__GOAL OF THE EXERCISE__: Repeat word for word, please, only the lines of the material from the one containing "Query: arched window" through its final line, both ends included.

__AVAILABLE DATA__:
◆ ◆ ◆ ◆
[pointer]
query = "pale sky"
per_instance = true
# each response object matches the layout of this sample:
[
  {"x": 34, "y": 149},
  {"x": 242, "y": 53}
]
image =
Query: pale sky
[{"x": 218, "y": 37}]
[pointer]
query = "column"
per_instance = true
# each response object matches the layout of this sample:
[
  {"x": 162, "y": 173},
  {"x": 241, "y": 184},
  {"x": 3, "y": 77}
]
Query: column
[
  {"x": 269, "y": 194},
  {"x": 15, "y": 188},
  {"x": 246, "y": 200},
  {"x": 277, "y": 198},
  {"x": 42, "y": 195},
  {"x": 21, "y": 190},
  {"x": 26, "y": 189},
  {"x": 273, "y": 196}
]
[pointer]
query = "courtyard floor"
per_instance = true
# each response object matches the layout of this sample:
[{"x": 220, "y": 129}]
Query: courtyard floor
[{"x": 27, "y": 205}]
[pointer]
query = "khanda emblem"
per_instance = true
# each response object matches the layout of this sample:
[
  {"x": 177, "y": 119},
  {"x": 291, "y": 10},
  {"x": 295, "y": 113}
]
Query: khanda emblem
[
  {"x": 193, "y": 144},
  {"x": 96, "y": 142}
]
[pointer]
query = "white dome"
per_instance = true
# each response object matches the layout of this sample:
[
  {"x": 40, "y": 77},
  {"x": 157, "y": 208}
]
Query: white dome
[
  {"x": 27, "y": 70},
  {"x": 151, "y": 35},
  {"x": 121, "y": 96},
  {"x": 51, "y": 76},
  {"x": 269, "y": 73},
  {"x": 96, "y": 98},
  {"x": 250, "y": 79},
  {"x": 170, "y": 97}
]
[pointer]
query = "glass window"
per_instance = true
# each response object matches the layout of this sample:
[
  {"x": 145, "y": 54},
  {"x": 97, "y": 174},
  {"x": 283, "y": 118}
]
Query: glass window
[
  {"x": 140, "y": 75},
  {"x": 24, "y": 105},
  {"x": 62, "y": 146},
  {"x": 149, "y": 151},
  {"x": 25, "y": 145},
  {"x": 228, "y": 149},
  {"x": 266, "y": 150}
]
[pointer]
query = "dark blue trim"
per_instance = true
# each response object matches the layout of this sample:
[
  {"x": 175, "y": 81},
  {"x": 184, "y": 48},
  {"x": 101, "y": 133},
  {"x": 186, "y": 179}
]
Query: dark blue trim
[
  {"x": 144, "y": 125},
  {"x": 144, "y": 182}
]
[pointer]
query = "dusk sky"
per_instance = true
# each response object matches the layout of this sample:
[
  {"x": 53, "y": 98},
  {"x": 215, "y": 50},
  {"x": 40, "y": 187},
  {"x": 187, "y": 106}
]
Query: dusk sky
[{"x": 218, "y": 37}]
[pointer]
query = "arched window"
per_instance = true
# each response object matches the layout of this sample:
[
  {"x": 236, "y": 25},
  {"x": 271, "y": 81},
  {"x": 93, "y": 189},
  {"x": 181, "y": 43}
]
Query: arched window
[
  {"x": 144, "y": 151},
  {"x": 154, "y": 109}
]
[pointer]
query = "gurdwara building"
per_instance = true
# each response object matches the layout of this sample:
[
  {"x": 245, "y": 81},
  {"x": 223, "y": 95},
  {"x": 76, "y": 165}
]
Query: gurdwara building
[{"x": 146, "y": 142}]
◆ ◆ ◆ ◆
__WORKED SOLUTION__:
Query: arched window
[
  {"x": 144, "y": 151},
  {"x": 154, "y": 109}
]
[pointer]
query = "gurdwara building"
per_instance = true
# each response object matches the layout of this sample:
[
  {"x": 245, "y": 81},
  {"x": 223, "y": 95},
  {"x": 76, "y": 165}
]
Query: gurdwara building
[{"x": 146, "y": 142}]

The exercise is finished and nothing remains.